Stored data:
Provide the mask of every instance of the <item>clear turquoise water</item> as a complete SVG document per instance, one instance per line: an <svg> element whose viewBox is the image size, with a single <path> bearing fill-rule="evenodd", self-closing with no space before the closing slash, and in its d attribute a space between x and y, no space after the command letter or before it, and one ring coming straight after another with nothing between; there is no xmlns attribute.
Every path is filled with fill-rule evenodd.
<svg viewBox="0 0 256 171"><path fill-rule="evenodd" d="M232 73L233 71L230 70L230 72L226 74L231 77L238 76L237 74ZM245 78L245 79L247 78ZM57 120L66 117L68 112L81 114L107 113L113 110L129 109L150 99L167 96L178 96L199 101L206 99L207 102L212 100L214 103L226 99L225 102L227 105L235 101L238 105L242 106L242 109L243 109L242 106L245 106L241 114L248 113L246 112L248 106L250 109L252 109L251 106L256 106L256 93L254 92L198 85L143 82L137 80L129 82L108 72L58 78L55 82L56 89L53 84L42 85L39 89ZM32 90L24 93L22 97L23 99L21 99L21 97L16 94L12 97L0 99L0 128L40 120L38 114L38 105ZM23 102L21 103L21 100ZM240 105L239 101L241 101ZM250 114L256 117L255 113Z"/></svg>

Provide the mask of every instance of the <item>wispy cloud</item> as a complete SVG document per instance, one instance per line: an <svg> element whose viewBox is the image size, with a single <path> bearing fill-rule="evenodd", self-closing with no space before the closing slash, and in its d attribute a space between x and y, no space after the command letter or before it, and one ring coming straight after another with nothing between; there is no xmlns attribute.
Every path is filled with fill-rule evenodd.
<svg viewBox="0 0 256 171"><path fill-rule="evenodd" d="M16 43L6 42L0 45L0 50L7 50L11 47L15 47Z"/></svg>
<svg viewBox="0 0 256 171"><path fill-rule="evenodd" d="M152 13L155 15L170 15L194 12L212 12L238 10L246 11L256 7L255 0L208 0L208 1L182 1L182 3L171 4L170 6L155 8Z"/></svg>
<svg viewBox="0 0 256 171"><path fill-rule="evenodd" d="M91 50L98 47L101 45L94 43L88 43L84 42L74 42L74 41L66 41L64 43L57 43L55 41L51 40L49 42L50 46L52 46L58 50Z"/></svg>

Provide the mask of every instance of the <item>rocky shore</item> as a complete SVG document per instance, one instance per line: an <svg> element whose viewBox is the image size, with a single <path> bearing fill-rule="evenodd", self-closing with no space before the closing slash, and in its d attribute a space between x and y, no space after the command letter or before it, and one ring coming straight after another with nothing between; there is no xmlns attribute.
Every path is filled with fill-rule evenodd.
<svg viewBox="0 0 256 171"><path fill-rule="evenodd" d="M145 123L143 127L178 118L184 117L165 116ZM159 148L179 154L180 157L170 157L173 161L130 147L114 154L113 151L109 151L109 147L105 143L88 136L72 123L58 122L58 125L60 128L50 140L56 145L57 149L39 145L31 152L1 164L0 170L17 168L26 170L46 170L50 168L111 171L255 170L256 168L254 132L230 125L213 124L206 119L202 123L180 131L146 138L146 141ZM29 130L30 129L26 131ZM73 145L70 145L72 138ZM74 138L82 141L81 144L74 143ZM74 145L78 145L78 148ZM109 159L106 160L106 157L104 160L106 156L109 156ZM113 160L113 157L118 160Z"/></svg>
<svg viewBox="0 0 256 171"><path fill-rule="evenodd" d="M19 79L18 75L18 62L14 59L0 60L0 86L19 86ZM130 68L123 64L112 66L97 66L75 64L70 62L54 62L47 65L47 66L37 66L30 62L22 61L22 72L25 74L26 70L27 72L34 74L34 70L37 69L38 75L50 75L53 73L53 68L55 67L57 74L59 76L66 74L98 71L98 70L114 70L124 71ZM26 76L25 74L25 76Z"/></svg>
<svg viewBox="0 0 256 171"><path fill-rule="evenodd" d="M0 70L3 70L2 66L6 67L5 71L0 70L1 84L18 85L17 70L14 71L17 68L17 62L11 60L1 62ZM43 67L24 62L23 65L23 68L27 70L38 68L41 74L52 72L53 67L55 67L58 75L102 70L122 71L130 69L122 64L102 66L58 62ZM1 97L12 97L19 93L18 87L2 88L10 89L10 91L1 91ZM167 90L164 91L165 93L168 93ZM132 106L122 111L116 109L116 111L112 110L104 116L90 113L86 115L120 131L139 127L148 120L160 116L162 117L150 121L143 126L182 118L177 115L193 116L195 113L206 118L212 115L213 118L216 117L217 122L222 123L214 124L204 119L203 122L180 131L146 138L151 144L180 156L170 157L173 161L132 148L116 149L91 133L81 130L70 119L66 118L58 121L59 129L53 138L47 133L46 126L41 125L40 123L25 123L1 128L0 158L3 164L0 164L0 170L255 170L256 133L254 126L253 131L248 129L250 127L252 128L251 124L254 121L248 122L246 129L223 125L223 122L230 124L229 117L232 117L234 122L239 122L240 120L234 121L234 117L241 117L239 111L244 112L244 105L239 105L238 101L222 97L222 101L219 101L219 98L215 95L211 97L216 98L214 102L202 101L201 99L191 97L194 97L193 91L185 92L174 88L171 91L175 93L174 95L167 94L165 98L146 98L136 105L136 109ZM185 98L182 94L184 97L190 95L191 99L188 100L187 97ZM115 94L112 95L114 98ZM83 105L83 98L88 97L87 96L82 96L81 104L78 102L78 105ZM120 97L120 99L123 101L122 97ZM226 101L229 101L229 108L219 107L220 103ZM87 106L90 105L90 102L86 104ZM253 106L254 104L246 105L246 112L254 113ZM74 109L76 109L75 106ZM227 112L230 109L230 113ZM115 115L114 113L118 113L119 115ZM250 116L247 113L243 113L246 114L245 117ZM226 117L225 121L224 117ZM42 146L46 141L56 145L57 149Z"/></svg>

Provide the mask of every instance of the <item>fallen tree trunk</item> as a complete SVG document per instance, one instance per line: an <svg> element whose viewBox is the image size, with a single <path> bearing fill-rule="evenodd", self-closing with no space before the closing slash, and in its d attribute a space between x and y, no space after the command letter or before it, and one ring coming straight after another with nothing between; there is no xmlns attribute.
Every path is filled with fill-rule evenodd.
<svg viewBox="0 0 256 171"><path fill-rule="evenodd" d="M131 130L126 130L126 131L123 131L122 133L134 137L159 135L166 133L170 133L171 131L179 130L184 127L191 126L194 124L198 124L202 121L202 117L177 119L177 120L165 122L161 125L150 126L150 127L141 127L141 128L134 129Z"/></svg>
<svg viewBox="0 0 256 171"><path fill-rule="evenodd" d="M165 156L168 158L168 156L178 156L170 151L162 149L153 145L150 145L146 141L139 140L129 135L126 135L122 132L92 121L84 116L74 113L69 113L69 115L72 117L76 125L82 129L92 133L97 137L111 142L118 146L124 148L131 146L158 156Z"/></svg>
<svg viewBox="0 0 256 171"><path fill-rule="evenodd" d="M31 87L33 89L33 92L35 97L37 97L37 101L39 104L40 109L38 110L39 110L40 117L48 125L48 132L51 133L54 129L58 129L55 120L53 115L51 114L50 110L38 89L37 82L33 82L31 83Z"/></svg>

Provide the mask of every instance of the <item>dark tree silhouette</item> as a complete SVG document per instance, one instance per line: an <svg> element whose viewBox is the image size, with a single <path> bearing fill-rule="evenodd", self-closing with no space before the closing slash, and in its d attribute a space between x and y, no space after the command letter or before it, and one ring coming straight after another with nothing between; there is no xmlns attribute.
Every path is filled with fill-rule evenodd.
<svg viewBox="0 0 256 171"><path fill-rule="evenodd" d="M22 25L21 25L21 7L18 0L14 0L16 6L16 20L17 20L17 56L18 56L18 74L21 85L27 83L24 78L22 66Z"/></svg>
==
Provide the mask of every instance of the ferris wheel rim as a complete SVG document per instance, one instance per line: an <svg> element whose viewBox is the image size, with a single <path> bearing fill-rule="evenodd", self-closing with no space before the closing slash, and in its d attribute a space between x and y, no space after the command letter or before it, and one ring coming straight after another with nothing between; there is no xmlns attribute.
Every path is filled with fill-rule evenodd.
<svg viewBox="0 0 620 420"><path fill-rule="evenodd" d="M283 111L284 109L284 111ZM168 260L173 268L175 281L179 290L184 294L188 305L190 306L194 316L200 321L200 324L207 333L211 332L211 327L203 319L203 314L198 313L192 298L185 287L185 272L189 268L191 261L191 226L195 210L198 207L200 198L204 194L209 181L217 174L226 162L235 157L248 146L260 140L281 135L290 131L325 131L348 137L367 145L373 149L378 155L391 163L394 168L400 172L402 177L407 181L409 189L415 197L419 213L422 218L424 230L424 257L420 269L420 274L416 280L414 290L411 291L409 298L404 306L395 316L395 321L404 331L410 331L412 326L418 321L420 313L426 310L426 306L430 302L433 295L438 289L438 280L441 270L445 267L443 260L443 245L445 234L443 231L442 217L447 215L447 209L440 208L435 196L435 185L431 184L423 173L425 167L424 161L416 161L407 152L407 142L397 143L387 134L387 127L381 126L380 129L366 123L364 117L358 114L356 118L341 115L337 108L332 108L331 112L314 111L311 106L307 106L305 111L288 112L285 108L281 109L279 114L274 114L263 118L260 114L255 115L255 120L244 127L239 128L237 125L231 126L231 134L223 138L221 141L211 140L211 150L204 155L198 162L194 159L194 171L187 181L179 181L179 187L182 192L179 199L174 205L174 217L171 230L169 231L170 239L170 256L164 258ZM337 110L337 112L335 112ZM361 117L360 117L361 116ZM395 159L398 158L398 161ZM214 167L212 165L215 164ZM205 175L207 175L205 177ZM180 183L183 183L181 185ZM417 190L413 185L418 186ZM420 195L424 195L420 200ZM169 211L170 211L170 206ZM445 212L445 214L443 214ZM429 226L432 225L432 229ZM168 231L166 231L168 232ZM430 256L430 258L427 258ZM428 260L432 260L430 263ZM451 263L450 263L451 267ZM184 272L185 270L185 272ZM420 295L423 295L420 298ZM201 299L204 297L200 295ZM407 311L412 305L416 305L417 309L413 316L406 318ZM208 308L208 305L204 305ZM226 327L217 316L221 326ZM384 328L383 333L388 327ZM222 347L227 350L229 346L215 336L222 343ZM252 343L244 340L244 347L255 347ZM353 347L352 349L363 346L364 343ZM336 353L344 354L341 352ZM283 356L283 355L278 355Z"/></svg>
...
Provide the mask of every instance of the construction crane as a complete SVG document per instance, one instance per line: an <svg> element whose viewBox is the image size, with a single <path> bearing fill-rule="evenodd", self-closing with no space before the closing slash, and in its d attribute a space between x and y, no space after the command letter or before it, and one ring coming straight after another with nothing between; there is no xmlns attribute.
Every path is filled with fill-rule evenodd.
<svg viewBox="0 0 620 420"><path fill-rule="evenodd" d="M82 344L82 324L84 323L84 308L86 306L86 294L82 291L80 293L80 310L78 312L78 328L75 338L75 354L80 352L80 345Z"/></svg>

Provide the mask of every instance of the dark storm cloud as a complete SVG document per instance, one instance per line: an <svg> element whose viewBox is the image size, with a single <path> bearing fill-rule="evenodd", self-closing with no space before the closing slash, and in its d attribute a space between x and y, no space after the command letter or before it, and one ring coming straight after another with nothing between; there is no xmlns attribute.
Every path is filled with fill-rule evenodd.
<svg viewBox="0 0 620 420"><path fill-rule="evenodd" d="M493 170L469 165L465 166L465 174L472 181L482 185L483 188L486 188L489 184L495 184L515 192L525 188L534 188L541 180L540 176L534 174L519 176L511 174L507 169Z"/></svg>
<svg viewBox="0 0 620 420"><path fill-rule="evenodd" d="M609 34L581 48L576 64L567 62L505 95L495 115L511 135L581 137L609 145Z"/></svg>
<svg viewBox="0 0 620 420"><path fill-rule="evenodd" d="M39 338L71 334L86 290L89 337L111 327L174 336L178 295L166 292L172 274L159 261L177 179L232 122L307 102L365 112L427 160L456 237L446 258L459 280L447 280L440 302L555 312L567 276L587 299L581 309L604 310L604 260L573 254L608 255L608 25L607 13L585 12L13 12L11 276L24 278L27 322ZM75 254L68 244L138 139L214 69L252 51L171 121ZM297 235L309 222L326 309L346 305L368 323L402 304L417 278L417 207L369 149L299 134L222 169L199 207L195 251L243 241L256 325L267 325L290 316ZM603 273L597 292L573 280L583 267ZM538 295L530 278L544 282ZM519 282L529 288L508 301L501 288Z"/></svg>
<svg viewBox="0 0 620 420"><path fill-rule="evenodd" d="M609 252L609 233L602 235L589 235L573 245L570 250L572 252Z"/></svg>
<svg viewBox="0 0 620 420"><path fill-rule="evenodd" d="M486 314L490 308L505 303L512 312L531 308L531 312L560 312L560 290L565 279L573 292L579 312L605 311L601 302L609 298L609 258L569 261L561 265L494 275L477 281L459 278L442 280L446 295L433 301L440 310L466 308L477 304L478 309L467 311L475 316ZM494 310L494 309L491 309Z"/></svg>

Instructions for the task: Count the lines in the listing above that contain the word "cloud" and give only that number.

Task response: 2